(Shape boundary entries)

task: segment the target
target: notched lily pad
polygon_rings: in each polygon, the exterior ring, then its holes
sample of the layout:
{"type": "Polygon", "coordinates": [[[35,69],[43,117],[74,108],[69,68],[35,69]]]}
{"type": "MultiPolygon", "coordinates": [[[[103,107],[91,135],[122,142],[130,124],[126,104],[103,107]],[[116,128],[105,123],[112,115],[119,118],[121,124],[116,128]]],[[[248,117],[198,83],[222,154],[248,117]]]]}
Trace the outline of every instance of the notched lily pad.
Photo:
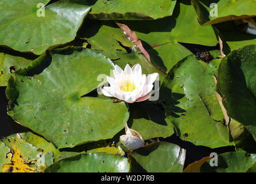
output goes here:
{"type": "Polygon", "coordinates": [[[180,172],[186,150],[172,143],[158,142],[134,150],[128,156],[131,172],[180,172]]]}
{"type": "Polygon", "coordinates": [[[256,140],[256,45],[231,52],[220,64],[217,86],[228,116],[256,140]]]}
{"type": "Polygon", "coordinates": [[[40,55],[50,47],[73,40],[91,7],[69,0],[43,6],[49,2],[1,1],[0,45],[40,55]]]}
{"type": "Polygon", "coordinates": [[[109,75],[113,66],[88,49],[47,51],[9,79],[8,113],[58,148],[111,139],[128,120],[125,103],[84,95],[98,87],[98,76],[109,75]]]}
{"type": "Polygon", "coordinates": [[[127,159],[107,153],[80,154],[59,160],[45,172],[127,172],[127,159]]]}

==

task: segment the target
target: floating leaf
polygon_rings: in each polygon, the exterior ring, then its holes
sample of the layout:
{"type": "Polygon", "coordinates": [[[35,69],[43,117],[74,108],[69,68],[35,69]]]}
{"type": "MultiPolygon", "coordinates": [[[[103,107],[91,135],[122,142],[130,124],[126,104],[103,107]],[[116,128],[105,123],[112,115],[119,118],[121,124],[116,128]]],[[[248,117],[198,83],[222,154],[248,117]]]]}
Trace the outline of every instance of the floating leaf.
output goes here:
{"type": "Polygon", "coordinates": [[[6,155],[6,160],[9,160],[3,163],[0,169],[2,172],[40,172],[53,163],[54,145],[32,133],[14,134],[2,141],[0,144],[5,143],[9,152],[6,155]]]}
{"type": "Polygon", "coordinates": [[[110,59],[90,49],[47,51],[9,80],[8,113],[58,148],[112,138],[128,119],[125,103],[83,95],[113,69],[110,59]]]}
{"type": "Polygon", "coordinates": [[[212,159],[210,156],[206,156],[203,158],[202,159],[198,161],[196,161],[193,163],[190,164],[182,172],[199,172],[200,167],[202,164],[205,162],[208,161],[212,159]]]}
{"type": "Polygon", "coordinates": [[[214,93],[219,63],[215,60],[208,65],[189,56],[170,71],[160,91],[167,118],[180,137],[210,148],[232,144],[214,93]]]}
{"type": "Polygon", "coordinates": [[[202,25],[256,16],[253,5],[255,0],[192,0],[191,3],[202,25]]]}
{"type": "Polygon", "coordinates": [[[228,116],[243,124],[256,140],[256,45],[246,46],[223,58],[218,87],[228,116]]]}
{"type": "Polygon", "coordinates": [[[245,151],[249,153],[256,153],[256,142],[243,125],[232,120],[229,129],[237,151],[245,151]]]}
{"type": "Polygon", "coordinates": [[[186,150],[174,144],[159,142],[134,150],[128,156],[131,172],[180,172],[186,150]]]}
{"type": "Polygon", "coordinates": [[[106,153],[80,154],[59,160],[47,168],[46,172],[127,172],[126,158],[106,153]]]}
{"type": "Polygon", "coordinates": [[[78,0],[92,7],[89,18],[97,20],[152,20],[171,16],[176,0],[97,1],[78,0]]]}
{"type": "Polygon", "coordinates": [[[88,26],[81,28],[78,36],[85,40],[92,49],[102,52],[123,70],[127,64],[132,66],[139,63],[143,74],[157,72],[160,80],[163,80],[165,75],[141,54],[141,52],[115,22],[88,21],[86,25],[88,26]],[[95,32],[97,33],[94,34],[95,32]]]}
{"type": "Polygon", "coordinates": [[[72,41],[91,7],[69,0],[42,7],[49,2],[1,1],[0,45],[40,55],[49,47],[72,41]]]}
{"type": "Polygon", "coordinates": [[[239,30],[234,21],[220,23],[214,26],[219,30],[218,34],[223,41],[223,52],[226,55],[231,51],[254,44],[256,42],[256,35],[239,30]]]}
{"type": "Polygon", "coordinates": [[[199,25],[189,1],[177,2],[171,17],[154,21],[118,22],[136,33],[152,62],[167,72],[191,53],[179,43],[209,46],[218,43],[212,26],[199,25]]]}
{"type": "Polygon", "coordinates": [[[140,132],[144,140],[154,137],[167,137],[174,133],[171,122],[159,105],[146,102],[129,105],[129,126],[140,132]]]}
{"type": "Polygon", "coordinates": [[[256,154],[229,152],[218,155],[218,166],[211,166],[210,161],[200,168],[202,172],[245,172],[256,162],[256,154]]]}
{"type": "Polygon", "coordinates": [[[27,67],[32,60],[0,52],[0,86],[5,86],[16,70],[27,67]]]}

---

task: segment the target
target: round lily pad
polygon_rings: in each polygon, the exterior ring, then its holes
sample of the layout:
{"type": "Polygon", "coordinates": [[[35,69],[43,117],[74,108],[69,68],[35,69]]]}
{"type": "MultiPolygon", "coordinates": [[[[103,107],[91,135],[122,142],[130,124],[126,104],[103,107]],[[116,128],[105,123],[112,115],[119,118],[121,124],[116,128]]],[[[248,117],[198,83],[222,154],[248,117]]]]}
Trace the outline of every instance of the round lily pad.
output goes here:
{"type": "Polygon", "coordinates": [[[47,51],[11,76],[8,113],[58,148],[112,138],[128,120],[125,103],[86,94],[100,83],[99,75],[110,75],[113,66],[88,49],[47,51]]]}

| SET TASK |
Pick out every line in the listing above that contains the word "round", and copy each one in full.

| ANSWER IN FULL |
target: round lily pad
Trace the outline of every instance of the round lily pad.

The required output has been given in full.